Photo point labeling data:
═══

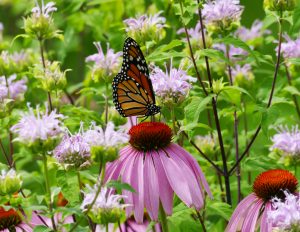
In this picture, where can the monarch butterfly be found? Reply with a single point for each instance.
(133, 93)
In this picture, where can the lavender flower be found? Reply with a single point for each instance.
(145, 27)
(107, 207)
(235, 53)
(15, 90)
(291, 48)
(109, 137)
(105, 65)
(285, 215)
(242, 74)
(173, 85)
(43, 10)
(73, 150)
(38, 126)
(256, 32)
(222, 15)
(287, 141)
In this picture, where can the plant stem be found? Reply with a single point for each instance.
(201, 221)
(215, 112)
(270, 97)
(5, 154)
(96, 195)
(202, 153)
(163, 219)
(236, 132)
(48, 190)
(44, 67)
(288, 76)
(192, 54)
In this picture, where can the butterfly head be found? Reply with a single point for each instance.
(153, 109)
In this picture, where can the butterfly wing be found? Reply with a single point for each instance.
(132, 88)
(130, 98)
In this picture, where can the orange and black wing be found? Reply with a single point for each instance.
(132, 88)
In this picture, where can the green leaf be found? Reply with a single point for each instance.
(292, 90)
(68, 181)
(120, 186)
(229, 40)
(41, 229)
(222, 209)
(195, 107)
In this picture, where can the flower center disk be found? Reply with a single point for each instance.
(150, 136)
(272, 183)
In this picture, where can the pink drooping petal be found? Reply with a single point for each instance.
(151, 187)
(266, 226)
(165, 189)
(194, 164)
(176, 178)
(239, 213)
(125, 174)
(137, 181)
(252, 216)
(191, 180)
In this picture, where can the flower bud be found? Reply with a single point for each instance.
(280, 5)
(218, 86)
(52, 78)
(10, 182)
(104, 154)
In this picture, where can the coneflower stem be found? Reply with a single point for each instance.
(270, 97)
(48, 190)
(44, 67)
(201, 221)
(288, 76)
(236, 132)
(192, 54)
(163, 219)
(216, 117)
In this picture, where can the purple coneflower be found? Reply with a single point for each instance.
(291, 48)
(222, 13)
(73, 150)
(172, 85)
(252, 212)
(156, 168)
(285, 215)
(109, 137)
(10, 220)
(38, 126)
(287, 141)
(255, 32)
(105, 64)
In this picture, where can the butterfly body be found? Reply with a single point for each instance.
(133, 93)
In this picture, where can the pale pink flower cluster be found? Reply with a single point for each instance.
(220, 10)
(16, 88)
(38, 125)
(287, 141)
(173, 84)
(285, 214)
(144, 22)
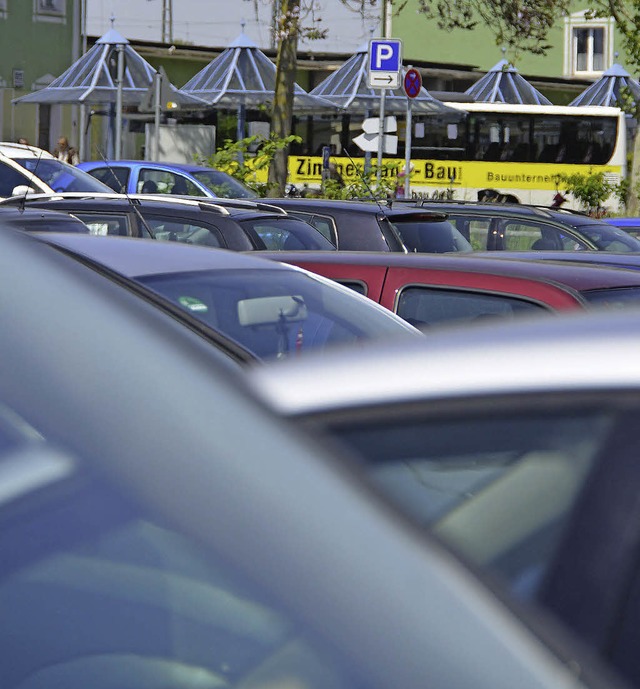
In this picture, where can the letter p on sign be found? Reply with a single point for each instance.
(385, 55)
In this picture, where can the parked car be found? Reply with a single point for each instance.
(27, 169)
(271, 309)
(630, 261)
(235, 225)
(367, 226)
(429, 290)
(39, 220)
(517, 227)
(629, 225)
(516, 444)
(160, 528)
(146, 177)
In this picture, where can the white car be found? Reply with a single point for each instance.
(25, 169)
(516, 444)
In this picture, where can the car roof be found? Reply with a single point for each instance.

═══

## The problem
Rewrite the data starting at the line containing "In this picture, where can the letter" and ending at the last line of the data, changing "parked car" to "stopped car" and leaving everything else unchanged.

## Task result
In this picture, where can the letter p on sign be found? Reply with a single point for each instance.
(385, 55)
In this picture, where can the stopped car be found? Reply with a single point for each instance.
(27, 169)
(271, 309)
(630, 261)
(235, 225)
(367, 226)
(429, 290)
(39, 220)
(517, 227)
(629, 225)
(516, 444)
(160, 528)
(146, 177)
In this picture, where can the white car be found? Reply with a single point for each instance.
(25, 169)
(516, 444)
In this picture, where can the car roof be found? Reply with a single point for each instance.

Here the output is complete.